Excerpts from a location annotation dataset
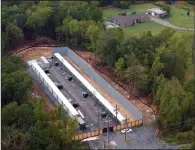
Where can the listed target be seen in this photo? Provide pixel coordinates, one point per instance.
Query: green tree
(136, 76)
(107, 45)
(39, 18)
(14, 35)
(8, 115)
(25, 117)
(120, 67)
(15, 87)
(92, 33)
(12, 64)
(74, 31)
(122, 4)
(174, 102)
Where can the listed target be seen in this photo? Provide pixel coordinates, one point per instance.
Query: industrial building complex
(79, 98)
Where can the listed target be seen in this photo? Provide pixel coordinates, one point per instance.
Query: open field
(179, 18)
(138, 29)
(140, 8)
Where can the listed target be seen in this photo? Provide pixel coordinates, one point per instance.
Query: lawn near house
(138, 29)
(140, 8)
(179, 18)
(178, 13)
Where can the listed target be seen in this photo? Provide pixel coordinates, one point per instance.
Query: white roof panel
(44, 60)
(90, 88)
(157, 10)
(55, 89)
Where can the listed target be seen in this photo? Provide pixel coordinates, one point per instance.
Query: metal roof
(157, 10)
(44, 60)
(50, 83)
(103, 101)
(129, 18)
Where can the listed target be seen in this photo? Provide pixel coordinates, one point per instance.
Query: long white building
(96, 94)
(53, 89)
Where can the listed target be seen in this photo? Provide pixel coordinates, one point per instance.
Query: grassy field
(138, 29)
(140, 8)
(178, 13)
(179, 18)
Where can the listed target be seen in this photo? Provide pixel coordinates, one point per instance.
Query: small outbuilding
(125, 20)
(157, 12)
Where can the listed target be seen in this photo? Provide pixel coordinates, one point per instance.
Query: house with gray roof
(125, 20)
(157, 12)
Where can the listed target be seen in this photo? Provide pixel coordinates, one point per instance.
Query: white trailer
(53, 89)
(81, 114)
(96, 94)
(45, 62)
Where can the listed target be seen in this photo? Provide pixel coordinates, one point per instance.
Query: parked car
(75, 105)
(69, 78)
(103, 114)
(126, 130)
(85, 94)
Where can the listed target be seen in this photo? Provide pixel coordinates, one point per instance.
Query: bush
(166, 7)
(185, 137)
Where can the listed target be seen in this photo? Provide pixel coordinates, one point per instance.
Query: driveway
(141, 138)
(165, 23)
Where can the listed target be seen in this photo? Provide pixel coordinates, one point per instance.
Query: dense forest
(152, 64)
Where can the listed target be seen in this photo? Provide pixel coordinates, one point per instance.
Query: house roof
(157, 10)
(128, 18)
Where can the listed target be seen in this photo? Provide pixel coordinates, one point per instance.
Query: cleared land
(179, 18)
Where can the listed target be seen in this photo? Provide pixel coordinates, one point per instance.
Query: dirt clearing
(100, 68)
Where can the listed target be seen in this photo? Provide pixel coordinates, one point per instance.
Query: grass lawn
(179, 18)
(139, 8)
(178, 14)
(138, 29)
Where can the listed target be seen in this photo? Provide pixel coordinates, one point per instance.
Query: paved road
(165, 23)
(141, 138)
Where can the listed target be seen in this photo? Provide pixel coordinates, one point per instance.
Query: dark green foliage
(122, 4)
(166, 7)
(12, 64)
(15, 87)
(185, 137)
(47, 18)
(23, 127)
(192, 2)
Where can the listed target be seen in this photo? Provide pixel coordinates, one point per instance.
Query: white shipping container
(45, 62)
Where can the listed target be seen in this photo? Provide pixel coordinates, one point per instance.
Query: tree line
(152, 64)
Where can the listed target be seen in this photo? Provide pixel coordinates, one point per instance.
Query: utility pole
(126, 129)
(116, 111)
(104, 145)
(99, 121)
(108, 134)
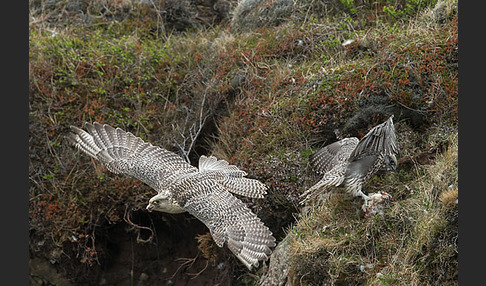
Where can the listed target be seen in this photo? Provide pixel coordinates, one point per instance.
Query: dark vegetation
(261, 84)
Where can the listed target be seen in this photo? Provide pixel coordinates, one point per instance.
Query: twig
(126, 218)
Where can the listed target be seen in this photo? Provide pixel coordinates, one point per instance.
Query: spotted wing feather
(233, 178)
(229, 220)
(124, 153)
(381, 139)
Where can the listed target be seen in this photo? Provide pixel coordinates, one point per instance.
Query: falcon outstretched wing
(124, 153)
(229, 220)
(381, 139)
(330, 155)
(233, 179)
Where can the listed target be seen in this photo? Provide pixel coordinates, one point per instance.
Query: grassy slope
(271, 98)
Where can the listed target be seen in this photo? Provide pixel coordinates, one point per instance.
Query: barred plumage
(204, 192)
(351, 162)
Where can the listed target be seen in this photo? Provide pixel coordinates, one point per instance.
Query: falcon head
(164, 203)
(391, 162)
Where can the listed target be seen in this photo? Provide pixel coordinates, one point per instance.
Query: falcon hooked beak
(150, 207)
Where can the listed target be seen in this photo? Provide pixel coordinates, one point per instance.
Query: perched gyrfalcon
(351, 162)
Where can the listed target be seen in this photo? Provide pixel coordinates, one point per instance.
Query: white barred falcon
(204, 192)
(350, 162)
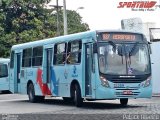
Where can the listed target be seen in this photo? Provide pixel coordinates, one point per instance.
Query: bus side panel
(34, 75)
(4, 80)
(4, 83)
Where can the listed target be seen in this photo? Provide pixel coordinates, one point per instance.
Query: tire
(67, 99)
(40, 98)
(31, 94)
(77, 96)
(124, 101)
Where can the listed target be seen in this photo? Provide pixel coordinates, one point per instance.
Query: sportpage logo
(139, 5)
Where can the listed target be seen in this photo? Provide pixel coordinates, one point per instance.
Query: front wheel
(124, 101)
(31, 93)
(77, 96)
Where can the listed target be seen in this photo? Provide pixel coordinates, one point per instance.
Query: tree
(25, 20)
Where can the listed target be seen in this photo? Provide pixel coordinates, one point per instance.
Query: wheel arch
(28, 83)
(72, 85)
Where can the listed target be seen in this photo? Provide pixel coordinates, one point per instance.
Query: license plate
(127, 92)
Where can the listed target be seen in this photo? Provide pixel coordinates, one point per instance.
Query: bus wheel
(40, 98)
(31, 93)
(124, 101)
(67, 99)
(77, 96)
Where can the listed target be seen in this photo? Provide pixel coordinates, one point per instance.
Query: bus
(91, 65)
(4, 73)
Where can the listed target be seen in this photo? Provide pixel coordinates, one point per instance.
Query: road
(14, 104)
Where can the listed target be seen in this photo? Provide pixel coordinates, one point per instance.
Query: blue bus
(4, 74)
(92, 65)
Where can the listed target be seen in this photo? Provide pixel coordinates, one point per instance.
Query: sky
(104, 14)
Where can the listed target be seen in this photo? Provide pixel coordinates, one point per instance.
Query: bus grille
(127, 80)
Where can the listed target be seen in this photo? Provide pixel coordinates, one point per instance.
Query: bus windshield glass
(3, 70)
(123, 59)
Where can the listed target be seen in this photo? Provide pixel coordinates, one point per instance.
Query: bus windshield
(3, 70)
(123, 59)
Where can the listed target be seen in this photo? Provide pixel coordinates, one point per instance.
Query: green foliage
(28, 20)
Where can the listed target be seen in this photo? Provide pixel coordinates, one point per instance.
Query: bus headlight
(147, 82)
(104, 81)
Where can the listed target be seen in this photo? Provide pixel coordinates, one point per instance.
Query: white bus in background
(4, 72)
(154, 34)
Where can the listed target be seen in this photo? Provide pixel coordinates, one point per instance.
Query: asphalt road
(17, 107)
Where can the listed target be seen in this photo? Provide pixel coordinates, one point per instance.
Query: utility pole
(58, 29)
(57, 9)
(65, 18)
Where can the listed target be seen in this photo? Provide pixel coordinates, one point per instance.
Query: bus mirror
(149, 47)
(120, 51)
(95, 48)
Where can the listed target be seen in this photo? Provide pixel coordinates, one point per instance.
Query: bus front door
(49, 67)
(18, 61)
(88, 69)
(15, 72)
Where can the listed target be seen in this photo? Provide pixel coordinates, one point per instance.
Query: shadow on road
(86, 105)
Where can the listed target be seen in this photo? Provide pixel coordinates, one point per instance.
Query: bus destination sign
(120, 36)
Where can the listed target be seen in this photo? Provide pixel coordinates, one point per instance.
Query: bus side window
(37, 56)
(59, 53)
(12, 60)
(74, 52)
(27, 57)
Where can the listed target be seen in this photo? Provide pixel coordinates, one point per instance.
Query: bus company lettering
(137, 4)
(74, 72)
(123, 37)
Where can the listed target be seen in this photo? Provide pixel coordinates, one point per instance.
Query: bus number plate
(118, 85)
(127, 92)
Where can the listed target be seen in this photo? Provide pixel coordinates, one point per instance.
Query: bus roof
(4, 60)
(59, 39)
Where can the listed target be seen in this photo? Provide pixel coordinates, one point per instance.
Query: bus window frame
(79, 52)
(54, 55)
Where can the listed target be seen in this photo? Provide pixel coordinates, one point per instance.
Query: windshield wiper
(113, 44)
(133, 49)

What the exercise asks:
Find every line in the excerpts above that contains the word "house", and copy each of those lines.

Response:
Query: lawn near house
Query: house with gray roof
Query: house roof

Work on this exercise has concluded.